[Spatial localization data]
== Segment start ==
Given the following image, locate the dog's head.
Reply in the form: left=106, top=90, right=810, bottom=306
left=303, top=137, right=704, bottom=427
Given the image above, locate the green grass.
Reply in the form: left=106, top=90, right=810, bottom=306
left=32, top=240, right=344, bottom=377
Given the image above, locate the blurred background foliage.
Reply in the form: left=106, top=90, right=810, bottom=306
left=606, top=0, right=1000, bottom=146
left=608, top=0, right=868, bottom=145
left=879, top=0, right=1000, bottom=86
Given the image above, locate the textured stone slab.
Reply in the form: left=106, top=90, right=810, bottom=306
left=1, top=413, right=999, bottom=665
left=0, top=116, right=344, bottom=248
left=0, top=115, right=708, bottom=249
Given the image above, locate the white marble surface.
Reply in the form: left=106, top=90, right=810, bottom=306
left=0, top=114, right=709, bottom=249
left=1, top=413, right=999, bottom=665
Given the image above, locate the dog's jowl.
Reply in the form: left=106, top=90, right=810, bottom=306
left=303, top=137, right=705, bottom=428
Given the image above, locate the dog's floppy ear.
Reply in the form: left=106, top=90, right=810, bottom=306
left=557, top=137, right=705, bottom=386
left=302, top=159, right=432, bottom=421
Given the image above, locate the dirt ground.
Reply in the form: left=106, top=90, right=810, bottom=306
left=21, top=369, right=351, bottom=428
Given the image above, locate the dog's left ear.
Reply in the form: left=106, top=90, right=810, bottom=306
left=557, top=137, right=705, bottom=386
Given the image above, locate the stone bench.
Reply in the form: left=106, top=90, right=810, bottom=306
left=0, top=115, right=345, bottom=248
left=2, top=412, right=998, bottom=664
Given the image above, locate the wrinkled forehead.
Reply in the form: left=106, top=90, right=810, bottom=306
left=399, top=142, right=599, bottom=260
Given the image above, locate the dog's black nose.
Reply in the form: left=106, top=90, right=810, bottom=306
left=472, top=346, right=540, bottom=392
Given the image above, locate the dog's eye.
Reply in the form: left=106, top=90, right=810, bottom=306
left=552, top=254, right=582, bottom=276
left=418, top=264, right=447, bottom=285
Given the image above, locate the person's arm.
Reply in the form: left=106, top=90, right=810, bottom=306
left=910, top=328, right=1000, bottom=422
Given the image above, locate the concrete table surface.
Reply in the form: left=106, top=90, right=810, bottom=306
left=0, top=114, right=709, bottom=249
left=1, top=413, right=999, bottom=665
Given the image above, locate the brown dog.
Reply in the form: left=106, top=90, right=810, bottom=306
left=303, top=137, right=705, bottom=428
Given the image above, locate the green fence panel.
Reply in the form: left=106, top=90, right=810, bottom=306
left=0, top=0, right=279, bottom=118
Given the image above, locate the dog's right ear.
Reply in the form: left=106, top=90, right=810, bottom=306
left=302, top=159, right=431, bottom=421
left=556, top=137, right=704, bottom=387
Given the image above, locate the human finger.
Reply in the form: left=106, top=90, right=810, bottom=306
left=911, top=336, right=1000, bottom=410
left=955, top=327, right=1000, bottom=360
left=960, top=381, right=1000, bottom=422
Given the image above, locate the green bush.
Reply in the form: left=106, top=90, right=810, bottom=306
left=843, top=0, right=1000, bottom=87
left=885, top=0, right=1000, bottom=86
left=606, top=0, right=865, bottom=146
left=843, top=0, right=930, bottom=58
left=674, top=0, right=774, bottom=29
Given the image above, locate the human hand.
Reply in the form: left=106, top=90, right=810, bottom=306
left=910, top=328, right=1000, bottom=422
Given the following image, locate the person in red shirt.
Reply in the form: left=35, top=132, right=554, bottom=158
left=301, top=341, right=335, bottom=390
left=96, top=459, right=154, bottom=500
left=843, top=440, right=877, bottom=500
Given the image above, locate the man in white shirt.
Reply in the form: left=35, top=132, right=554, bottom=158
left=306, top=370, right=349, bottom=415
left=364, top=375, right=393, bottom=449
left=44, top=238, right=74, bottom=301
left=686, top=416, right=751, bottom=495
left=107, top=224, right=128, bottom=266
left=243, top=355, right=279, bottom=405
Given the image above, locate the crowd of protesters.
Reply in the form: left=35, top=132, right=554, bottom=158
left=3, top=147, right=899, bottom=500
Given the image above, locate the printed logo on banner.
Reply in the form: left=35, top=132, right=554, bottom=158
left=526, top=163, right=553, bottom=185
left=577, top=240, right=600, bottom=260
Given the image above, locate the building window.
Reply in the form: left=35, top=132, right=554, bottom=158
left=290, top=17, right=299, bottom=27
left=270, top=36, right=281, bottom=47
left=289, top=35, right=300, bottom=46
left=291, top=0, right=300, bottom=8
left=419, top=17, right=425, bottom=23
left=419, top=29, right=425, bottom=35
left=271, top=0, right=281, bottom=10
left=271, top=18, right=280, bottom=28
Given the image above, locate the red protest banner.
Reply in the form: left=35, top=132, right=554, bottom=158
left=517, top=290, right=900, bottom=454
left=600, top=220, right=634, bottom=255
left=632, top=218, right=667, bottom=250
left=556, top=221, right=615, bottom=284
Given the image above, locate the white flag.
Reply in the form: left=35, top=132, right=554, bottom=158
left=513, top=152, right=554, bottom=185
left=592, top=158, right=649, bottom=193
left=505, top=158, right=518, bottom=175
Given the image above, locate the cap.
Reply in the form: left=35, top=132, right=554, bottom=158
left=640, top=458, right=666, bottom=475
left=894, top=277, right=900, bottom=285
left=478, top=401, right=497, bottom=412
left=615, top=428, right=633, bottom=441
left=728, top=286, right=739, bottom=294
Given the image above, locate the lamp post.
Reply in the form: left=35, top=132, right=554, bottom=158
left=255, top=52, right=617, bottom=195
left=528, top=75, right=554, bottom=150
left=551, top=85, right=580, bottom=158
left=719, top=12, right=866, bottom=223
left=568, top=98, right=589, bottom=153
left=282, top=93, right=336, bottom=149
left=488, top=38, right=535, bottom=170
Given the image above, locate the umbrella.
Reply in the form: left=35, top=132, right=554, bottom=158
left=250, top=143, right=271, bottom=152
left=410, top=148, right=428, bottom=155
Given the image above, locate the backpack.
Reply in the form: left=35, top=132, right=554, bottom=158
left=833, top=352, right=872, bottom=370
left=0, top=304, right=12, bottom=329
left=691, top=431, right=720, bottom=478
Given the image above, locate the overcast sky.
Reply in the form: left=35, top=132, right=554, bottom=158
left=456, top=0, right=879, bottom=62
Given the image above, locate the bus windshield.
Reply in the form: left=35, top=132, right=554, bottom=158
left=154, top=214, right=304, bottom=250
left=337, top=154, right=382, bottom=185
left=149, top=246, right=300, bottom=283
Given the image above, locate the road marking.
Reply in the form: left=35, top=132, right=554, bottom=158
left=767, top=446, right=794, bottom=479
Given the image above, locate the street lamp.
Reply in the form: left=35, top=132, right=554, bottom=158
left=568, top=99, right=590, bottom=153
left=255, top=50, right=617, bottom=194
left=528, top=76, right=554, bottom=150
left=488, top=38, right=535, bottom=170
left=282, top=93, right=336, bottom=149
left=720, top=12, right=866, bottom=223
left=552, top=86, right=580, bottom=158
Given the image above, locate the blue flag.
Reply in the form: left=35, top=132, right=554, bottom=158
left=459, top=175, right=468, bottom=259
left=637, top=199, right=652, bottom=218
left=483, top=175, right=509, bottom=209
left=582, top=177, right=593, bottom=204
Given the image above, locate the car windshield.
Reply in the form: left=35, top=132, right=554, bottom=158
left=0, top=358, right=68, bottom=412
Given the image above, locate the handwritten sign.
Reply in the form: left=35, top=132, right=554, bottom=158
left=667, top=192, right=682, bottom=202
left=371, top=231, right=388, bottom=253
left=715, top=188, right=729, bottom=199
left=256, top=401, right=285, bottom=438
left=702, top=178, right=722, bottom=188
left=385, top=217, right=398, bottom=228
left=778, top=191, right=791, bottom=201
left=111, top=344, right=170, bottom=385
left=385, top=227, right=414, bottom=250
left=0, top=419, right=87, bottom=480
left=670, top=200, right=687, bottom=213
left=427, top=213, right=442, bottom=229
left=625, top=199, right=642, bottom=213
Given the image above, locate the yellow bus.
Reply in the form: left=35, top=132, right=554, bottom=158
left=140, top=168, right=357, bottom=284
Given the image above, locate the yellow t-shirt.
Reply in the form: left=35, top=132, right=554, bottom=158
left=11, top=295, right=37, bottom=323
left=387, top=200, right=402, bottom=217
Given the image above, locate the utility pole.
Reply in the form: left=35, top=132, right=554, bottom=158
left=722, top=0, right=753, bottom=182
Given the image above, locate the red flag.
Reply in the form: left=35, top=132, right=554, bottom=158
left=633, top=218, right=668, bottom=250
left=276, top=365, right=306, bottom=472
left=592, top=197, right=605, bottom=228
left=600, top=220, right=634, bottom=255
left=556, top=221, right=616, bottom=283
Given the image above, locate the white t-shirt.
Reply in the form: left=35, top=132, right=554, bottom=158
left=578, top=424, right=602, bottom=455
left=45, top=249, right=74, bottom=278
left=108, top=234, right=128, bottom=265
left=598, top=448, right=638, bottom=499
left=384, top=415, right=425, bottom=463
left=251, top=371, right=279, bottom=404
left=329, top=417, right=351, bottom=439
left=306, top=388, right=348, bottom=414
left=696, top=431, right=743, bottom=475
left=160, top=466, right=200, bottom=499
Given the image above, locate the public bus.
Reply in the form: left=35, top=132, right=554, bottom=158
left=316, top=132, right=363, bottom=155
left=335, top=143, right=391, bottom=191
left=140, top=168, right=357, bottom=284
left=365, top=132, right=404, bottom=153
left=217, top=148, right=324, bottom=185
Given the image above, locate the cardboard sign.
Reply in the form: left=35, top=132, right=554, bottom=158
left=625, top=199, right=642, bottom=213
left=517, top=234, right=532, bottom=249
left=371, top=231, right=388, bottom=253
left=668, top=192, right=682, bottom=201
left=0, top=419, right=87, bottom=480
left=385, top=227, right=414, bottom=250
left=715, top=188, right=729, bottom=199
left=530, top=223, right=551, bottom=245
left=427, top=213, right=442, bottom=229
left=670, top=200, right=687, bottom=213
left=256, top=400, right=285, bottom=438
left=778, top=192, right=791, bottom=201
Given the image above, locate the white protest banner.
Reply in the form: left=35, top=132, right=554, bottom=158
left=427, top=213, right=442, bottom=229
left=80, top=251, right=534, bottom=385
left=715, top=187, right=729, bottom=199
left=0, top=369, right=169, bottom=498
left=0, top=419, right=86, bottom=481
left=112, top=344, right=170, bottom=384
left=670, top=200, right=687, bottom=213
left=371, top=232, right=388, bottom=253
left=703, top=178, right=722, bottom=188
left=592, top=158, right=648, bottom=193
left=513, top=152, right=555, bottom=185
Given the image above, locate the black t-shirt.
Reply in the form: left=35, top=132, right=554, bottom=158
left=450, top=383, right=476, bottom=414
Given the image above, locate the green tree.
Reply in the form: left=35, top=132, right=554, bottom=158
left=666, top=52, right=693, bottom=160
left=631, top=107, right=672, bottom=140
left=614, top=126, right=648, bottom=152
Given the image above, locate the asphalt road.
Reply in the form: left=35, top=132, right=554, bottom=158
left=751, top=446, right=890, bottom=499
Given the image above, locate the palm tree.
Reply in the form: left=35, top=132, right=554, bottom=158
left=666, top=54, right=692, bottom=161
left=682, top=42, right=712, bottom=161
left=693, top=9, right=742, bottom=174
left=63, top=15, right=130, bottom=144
== Segment end ==
Please transcribe exactly the lines above from the line that has "Given the image above, locate the human hand." up to and including the line that has "Given the image above, locate the red protest"; no other line belongs in the answer.

Expected output
Given the image above, locate the human hand.
Reply in the form: left=106, top=90, right=810, bottom=306
left=910, top=328, right=1000, bottom=422
Given the following image, locate the person in red shirt.
Reply in the form: left=35, top=132, right=554, bottom=158
left=301, top=341, right=335, bottom=390
left=96, top=459, right=154, bottom=500
left=843, top=440, right=877, bottom=500
Given the image above, locate the man in white shirt.
Reply in the form: left=35, top=132, right=554, bottom=158
left=306, top=370, right=349, bottom=415
left=364, top=375, right=393, bottom=449
left=44, top=238, right=74, bottom=301
left=686, top=416, right=751, bottom=495
left=107, top=224, right=128, bottom=266
left=243, top=355, right=279, bottom=405
Given the image above, locate the crowd of protesters.
Reply in the form: left=35, top=132, right=554, bottom=158
left=3, top=147, right=899, bottom=500
Given the image above, locate the printed logo on banner.
Reply in the form: left=35, top=132, right=554, bottom=158
left=526, top=163, right=553, bottom=185
left=577, top=240, right=600, bottom=260
Given the image above, locate the building window.
Reply in the form: left=35, top=132, right=554, bottom=158
left=290, top=17, right=299, bottom=27
left=270, top=36, right=281, bottom=47
left=289, top=35, right=300, bottom=46
left=291, top=0, right=300, bottom=8
left=419, top=17, right=425, bottom=23
left=419, top=29, right=425, bottom=35
left=271, top=0, right=281, bottom=10
left=271, top=18, right=280, bottom=28
Given the image above, locate the red protest banner.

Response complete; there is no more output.